> [Stated problem] The complete listing should be restated exactly.

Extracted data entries
[Start]

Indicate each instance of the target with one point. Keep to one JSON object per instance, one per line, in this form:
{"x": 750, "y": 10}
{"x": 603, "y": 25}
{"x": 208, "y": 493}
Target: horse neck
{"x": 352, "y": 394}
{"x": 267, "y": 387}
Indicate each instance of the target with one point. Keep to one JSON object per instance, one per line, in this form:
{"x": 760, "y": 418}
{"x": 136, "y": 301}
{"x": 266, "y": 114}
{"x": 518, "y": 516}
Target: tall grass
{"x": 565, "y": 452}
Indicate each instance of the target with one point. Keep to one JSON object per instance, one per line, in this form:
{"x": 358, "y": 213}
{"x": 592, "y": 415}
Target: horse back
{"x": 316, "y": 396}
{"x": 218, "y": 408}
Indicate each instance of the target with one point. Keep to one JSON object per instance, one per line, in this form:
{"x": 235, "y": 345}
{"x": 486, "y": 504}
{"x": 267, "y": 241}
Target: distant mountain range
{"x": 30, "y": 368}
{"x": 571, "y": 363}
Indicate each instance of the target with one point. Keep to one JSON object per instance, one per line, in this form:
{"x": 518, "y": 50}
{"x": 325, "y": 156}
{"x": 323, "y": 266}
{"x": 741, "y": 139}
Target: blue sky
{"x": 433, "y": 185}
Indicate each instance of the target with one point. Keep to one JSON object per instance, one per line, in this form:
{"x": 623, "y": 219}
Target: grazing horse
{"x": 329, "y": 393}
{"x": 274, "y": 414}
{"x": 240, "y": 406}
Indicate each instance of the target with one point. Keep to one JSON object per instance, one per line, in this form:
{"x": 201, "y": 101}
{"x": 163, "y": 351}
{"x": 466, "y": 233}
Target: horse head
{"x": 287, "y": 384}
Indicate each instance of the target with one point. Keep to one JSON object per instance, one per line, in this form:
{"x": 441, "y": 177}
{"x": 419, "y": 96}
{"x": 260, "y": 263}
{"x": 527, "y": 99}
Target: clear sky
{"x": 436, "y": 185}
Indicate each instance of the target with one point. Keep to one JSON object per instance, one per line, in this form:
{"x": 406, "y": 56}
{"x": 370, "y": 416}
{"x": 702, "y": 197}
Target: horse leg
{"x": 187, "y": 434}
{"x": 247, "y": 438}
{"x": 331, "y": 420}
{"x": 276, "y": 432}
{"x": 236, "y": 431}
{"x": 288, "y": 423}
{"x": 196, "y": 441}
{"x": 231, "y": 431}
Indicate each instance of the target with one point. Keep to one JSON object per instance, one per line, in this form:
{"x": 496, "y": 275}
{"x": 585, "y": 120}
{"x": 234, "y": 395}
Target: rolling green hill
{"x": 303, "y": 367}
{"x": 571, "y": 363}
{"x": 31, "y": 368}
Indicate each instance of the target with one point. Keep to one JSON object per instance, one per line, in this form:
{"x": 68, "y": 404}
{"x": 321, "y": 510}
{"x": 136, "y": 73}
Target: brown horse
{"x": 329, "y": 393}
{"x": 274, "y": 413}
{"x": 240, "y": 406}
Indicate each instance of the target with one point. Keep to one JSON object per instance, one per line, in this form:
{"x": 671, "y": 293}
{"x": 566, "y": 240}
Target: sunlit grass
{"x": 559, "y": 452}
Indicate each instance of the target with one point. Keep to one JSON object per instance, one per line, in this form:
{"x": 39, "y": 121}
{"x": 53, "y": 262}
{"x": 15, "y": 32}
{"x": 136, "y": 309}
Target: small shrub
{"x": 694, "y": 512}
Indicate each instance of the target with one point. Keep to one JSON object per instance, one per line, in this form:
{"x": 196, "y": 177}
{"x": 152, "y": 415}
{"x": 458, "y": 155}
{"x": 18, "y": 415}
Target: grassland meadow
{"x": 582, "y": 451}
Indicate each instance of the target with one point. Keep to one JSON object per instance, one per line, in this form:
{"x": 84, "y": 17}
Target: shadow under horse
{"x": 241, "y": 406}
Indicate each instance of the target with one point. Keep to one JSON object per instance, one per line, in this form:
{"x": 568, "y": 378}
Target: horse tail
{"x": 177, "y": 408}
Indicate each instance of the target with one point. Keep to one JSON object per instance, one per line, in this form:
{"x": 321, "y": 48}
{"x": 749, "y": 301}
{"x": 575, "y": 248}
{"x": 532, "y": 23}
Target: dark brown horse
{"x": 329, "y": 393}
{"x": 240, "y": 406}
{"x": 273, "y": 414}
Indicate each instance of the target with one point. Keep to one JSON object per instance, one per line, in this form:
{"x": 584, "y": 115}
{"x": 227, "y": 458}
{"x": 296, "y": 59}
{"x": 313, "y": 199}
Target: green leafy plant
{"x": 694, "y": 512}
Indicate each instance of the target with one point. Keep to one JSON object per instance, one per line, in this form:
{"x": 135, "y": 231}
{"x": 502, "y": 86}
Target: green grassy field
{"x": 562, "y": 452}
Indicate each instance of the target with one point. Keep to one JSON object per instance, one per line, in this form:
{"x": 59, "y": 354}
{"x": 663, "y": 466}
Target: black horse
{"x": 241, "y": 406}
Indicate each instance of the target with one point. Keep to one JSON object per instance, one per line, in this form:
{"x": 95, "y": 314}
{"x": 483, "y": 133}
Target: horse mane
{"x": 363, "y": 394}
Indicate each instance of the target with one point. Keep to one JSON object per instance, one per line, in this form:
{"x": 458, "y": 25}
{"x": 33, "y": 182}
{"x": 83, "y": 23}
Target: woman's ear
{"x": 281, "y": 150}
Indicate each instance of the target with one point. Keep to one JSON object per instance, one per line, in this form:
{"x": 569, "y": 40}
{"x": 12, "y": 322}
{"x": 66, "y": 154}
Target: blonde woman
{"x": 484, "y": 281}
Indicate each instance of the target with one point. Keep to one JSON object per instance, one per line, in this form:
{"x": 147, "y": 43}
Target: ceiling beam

[End]

> [Written response]
Indicate each instance of the target with one point. Keep to one JSON object per instance, one per line, in this form:
{"x": 750, "y": 10}
{"x": 603, "y": 25}
{"x": 208, "y": 493}
Target: horse neck
{"x": 352, "y": 394}
{"x": 267, "y": 387}
Indicate each instance of the target with one point. Keep to one JSON object per instance, one per line, in this form:
{"x": 760, "y": 418}
{"x": 136, "y": 301}
{"x": 266, "y": 114}
{"x": 518, "y": 516}
Target: tall grass
{"x": 565, "y": 452}
Indicate each instance of the target with one point. Keep to one JSON object per instance, one per line, in this form:
{"x": 358, "y": 213}
{"x": 592, "y": 415}
Target: horse back
{"x": 316, "y": 396}
{"x": 218, "y": 408}
Indicate each instance of the target with one point. Keep to one JSON object per instance, one per line, in this form:
{"x": 235, "y": 345}
{"x": 486, "y": 504}
{"x": 267, "y": 241}
Target: distant mountain range
{"x": 30, "y": 368}
{"x": 571, "y": 363}
Indicate each instance of the target with one point. Keep to one JSON object per instance, one per line, in this form:
{"x": 518, "y": 50}
{"x": 325, "y": 156}
{"x": 323, "y": 266}
{"x": 741, "y": 139}
Target: blue sky
{"x": 433, "y": 185}
Indicate each instance of the target with one point. Keep to one JSON object per instance, one per line, in this form:
{"x": 623, "y": 219}
Target: grazing horse
{"x": 329, "y": 393}
{"x": 274, "y": 414}
{"x": 240, "y": 406}
Indicate each instance of the target with one point. Keep to one JSON object per instance, one per line, in this form:
{"x": 201, "y": 101}
{"x": 163, "y": 351}
{"x": 466, "y": 233}
Target: horse head
{"x": 287, "y": 384}
Indicate each instance of the target with one point. Keep to one JSON object per instance, one per line, in this form:
{"x": 441, "y": 177}
{"x": 419, "y": 96}
{"x": 260, "y": 263}
{"x": 527, "y": 99}
Target: clear sky
{"x": 436, "y": 185}
Indicate each instance of the target with one point. Keep to one JSON object per instance, one per line, in this form:
{"x": 406, "y": 56}
{"x": 370, "y": 416}
{"x": 702, "y": 197}
Target: horse leg
{"x": 187, "y": 434}
{"x": 247, "y": 438}
{"x": 331, "y": 420}
{"x": 276, "y": 432}
{"x": 236, "y": 431}
{"x": 288, "y": 423}
{"x": 196, "y": 441}
{"x": 231, "y": 431}
Indicate each instance of the target with one point. Keep to one JSON object per instance, one per line, in this form:
{"x": 496, "y": 275}
{"x": 585, "y": 120}
{"x": 234, "y": 395}
Target: rolling green hill
{"x": 303, "y": 367}
{"x": 571, "y": 363}
{"x": 31, "y": 368}
Indicate each instance of the target with one point. Keep to one JSON object per instance, one per line, in this form:
{"x": 68, "y": 404}
{"x": 321, "y": 510}
{"x": 136, "y": 73}
Target: brown horse
{"x": 329, "y": 393}
{"x": 274, "y": 413}
{"x": 240, "y": 406}
Indicate each instance of the target with one point. Keep to one JSON object per instance, one per line, in this form:
{"x": 671, "y": 293}
{"x": 566, "y": 240}
Target: sunlit grass
{"x": 559, "y": 452}
Indicate each instance of the target with one point. Keep to one JSON object per instance, one per line, in this form:
{"x": 39, "y": 121}
{"x": 53, "y": 262}
{"x": 15, "y": 32}
{"x": 136, "y": 309}
Target: small shrub
{"x": 694, "y": 512}
Indicate each instance of the target with one point. Keep to one JSON object per instance, one per line, in this form:
{"x": 196, "y": 177}
{"x": 152, "y": 415}
{"x": 458, "y": 155}
{"x": 18, "y": 415}
Target: grassland meadow
{"x": 582, "y": 451}
Indicate each instance of the target with one point. Keep to one JSON object per instance, one per line, in this form:
{"x": 84, "y": 17}
Target: shadow under horse
{"x": 241, "y": 406}
Indicate each instance of the target with one point. Keep to one JSON object per instance, one per line, in this form:
{"x": 568, "y": 378}
Target: horse tail
{"x": 177, "y": 408}
Indicate each instance of the target with one point. Keep to one JSON object per instance, one per line, in this form:
{"x": 321, "y": 48}
{"x": 749, "y": 301}
{"x": 575, "y": 248}
{"x": 532, "y": 23}
Target: dark brown horse
{"x": 329, "y": 393}
{"x": 240, "y": 406}
{"x": 273, "y": 414}
Indicate each instance of the target with one point. Keep to one JSON object per instance, one per line, in this form:
{"x": 584, "y": 115}
{"x": 227, "y": 458}
{"x": 296, "y": 59}
{"x": 313, "y": 199}
Target: green leafy plant
{"x": 694, "y": 512}
Indicate each instance of the target with one point. Keep to one JSON object per instance, one per line, in this form:
{"x": 135, "y": 231}
{"x": 502, "y": 86}
Target: green grassy field
{"x": 562, "y": 452}
Indicate each instance of the target with one point. Keep to one JSON object per instance, one per line, in this form:
{"x": 59, "y": 354}
{"x": 663, "y": 466}
Target: black horse
{"x": 241, "y": 406}
Indicate each instance of the target with one point. Keep to one JSON object per instance, one per line, in this form:
{"x": 95, "y": 314}
{"x": 483, "y": 133}
Target: horse mane
{"x": 363, "y": 394}
Indicate each instance of the target with one point. Keep to one JSON object per instance, one per line, in this form:
{"x": 458, "y": 25}
{"x": 33, "y": 182}
{"x": 83, "y": 23}
Target: woman's ear
{"x": 281, "y": 150}
Indicate each instance of the target with one point. Keep to one JSON object per instance, one per line, in this form:
{"x": 569, "y": 40}
{"x": 12, "y": 322}
{"x": 66, "y": 154}
Target: blonde woman
{"x": 484, "y": 281}
Indicate each instance of the target with one point. Keep to one JSON object per instance, one per line, in this form:
{"x": 147, "y": 43}
Target: ceiling beam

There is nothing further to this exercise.